- _Your goal_: Revise the records below by replacing "red jacket" with "orange jacket" wherever it occurs, leaving all other text unchanged. Omit the pictures from your answer.

- _Dataset extract_:
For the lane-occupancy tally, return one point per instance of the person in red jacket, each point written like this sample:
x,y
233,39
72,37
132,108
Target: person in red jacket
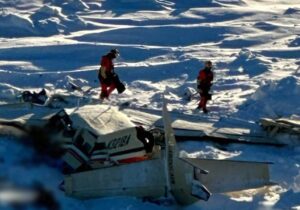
x,y
204,82
106,74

- _Expected answer_:
For the lane-occupancy tally, return one point per instance of the person in orange jacket, each point written like this sample:
x,y
233,39
72,37
132,108
Target: person in orange jacket
x,y
204,82
106,74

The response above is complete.